• DATASET:
___

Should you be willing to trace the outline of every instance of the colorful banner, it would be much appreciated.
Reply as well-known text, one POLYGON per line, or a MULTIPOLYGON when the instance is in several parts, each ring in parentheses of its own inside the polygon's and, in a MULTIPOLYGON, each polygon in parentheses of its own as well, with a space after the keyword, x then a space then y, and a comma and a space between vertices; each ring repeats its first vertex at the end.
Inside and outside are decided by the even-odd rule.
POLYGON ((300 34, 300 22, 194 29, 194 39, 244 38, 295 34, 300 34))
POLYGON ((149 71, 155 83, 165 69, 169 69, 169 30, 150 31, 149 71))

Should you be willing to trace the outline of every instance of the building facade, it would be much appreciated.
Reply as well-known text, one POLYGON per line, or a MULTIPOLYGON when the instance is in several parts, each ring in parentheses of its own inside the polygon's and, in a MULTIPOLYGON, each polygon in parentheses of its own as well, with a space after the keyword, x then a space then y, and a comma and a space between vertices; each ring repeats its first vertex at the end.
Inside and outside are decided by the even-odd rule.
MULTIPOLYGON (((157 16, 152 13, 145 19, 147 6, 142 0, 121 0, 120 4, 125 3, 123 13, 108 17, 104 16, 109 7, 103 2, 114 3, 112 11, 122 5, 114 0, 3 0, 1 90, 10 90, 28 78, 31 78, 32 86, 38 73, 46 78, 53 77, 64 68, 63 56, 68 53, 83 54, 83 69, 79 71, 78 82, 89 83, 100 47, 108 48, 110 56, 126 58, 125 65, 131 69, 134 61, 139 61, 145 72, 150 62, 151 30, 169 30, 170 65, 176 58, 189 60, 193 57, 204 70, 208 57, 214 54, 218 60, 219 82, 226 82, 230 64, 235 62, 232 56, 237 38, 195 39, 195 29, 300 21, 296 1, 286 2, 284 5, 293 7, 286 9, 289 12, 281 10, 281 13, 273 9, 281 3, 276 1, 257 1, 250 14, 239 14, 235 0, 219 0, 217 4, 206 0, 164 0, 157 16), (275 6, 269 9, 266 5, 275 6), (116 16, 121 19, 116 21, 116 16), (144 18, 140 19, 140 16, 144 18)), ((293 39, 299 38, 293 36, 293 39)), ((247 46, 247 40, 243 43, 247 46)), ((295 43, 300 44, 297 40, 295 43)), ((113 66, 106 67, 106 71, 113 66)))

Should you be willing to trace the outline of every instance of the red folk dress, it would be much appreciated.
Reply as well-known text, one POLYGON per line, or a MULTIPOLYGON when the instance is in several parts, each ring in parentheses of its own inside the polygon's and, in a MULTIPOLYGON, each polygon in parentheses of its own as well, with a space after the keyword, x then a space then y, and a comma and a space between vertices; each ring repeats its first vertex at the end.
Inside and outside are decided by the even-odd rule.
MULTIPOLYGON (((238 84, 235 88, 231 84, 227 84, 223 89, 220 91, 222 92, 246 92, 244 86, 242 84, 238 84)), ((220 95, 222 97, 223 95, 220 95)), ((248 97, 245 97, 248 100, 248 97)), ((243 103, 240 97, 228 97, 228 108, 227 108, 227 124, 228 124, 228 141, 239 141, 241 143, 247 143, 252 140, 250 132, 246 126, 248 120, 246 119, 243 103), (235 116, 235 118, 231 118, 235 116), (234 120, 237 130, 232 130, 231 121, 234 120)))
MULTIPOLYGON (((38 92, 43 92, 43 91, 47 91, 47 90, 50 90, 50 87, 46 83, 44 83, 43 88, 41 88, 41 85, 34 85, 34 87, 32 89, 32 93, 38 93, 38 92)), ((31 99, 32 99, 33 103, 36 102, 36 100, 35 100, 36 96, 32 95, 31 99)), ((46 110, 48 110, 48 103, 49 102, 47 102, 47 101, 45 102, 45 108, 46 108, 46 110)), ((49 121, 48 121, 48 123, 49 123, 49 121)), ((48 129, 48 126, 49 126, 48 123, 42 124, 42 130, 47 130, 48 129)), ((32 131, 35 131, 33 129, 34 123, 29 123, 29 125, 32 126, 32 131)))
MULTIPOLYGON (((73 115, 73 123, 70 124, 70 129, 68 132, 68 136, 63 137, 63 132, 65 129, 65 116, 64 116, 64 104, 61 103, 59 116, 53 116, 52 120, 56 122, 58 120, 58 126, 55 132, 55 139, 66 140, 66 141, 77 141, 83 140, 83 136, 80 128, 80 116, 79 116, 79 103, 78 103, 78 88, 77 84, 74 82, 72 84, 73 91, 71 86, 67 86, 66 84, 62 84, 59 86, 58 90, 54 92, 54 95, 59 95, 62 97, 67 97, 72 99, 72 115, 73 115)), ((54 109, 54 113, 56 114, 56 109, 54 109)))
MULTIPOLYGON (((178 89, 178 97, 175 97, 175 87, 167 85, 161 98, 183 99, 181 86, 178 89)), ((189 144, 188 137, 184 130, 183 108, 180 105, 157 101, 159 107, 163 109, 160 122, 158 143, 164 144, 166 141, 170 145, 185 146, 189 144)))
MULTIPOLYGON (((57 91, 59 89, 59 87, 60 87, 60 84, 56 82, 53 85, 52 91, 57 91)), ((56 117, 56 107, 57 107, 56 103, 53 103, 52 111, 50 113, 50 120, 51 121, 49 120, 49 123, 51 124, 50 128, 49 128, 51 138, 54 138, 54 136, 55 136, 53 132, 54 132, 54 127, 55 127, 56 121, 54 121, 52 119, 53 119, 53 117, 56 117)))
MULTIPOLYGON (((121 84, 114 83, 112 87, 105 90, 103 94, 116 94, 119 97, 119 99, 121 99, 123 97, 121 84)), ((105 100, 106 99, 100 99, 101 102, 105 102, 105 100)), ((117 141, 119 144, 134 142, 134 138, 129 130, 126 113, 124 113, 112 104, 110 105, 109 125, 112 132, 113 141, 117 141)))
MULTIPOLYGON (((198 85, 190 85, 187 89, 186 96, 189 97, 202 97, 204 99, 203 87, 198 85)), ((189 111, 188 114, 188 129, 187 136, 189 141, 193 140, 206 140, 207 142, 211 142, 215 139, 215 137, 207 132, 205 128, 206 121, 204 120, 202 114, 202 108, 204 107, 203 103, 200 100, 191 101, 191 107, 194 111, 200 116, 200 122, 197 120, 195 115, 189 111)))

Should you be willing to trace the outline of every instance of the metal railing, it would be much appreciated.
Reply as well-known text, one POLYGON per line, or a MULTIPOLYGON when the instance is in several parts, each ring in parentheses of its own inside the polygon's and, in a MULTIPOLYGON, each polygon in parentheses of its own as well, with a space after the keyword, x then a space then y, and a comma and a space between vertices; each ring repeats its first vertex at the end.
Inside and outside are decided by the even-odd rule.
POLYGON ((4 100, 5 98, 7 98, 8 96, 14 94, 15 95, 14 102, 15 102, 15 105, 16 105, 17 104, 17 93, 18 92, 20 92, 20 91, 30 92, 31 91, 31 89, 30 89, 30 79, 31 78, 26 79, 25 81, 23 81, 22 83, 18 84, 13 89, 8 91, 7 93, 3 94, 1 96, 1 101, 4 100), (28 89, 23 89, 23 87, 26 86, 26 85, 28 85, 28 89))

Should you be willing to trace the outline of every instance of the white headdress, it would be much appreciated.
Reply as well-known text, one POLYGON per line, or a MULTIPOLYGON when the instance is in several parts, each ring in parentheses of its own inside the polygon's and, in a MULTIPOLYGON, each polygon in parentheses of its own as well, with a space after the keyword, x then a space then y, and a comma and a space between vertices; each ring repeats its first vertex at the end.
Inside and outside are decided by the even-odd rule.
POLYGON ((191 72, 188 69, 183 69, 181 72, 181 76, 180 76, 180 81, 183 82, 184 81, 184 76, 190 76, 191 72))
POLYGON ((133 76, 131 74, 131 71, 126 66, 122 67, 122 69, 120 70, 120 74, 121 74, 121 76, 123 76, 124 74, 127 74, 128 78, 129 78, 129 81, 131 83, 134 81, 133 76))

___

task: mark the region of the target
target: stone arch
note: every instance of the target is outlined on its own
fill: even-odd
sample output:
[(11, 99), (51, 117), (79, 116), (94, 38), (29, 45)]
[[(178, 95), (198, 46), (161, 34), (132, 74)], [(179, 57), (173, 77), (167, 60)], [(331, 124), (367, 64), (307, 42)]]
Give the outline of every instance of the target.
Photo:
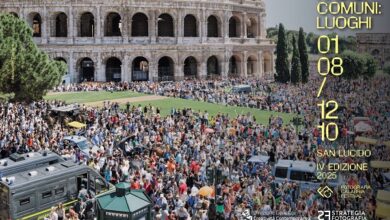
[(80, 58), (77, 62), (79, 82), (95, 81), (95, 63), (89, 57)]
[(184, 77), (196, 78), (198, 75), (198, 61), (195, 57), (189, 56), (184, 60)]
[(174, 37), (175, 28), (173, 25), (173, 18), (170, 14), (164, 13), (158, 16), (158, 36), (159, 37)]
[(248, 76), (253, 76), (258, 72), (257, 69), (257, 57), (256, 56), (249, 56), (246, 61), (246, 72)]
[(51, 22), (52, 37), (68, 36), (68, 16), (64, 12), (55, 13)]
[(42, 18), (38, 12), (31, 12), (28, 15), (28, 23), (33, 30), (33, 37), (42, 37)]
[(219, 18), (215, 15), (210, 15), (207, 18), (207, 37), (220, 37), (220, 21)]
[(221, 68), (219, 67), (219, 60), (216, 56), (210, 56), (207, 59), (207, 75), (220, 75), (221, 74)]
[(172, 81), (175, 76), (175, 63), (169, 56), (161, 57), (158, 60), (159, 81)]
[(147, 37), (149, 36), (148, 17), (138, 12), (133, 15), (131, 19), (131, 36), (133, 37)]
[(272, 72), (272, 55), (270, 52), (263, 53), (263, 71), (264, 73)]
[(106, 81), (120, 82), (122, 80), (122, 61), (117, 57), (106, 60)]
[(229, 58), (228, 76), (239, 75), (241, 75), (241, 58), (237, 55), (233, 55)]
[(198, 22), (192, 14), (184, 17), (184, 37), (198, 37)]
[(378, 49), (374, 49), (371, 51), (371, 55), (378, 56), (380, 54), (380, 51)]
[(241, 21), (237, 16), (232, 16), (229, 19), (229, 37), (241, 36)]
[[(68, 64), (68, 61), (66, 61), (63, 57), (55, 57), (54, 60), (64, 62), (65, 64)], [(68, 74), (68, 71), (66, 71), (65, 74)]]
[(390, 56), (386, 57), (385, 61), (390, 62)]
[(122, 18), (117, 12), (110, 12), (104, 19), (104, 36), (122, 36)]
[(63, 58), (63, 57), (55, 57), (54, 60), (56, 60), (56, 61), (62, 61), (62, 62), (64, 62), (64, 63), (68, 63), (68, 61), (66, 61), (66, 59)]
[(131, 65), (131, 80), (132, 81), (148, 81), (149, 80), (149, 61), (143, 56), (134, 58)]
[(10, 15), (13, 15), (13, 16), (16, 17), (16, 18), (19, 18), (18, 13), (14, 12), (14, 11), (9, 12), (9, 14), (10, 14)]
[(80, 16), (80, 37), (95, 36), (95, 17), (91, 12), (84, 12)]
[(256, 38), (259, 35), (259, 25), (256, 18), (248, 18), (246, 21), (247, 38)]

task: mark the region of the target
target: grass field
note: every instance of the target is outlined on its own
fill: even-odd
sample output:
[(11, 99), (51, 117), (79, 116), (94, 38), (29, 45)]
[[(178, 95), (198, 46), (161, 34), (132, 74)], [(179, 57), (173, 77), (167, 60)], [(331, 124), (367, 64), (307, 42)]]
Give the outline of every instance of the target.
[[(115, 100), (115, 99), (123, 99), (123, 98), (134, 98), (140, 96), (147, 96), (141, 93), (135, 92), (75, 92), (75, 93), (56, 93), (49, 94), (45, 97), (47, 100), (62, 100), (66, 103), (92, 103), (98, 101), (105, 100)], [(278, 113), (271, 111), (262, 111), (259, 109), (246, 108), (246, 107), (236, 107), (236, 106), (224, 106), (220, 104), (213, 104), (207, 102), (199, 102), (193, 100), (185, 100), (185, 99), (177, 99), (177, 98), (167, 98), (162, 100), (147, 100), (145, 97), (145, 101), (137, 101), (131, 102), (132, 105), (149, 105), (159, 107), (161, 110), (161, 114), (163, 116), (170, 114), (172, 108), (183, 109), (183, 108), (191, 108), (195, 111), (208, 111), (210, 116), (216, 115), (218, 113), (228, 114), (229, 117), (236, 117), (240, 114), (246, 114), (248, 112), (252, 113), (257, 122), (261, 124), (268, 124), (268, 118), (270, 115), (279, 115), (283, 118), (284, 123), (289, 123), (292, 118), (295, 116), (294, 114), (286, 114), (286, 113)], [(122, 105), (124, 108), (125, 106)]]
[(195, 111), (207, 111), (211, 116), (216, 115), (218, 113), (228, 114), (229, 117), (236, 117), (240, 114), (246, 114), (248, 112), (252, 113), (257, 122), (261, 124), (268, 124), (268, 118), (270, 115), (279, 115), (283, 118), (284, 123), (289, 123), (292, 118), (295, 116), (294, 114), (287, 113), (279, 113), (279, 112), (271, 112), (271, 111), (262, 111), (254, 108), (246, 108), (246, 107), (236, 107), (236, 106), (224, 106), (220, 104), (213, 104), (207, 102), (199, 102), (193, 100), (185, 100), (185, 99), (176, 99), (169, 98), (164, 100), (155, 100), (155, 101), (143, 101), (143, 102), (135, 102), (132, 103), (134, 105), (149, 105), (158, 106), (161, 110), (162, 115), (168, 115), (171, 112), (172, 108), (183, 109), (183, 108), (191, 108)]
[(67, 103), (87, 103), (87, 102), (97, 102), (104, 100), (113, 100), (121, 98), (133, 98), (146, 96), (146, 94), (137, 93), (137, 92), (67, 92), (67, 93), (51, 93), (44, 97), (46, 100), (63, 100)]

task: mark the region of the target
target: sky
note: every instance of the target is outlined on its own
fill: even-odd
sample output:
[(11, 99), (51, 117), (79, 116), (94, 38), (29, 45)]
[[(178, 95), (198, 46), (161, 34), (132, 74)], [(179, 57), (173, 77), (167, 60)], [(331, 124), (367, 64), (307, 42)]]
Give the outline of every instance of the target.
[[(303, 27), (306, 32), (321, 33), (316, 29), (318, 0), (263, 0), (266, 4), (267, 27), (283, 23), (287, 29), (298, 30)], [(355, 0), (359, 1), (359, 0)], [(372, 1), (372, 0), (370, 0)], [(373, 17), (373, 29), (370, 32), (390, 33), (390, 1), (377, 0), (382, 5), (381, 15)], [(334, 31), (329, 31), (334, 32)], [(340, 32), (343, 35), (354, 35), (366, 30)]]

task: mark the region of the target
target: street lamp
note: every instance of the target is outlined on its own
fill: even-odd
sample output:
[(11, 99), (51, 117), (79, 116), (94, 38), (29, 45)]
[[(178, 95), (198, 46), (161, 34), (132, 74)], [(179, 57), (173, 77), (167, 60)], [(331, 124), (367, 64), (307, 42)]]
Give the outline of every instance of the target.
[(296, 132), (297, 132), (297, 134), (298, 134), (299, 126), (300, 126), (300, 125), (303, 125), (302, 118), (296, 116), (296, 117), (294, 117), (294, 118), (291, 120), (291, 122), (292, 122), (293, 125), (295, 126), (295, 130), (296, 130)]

___

• YOUR GOAL: In the listing above, find the line with "banner, it would be much appreciated." and the line with "facade, it would be much appreciated."; output exactly those lines and all lines between them.

• TASK OUTPUT:
Should you be willing to trace the outline of every instance of the colorful banner, it would be much appreciated.
Reply as well-known text, one POLYGON per line, or a MULTIPOLYGON when the instance is in several parts, each ring in parentheses of its own inside the polygon's and, in a MULTIPOLYGON, each polygon in parentheses of its own as well, with a space after the keyword, x then a space then y, and a comma and a space between vertices; each ring repeats its first vertex at the end.
Inside and outside are decided by the even-odd rule.
POLYGON ((300 34, 300 22, 194 29, 194 39, 244 38, 295 34, 300 34))
POLYGON ((149 71, 155 83, 165 69, 169 69, 169 30, 150 31, 149 71))

Should you be willing to trace the outline of every instance of the building facade, it would be much appreciated.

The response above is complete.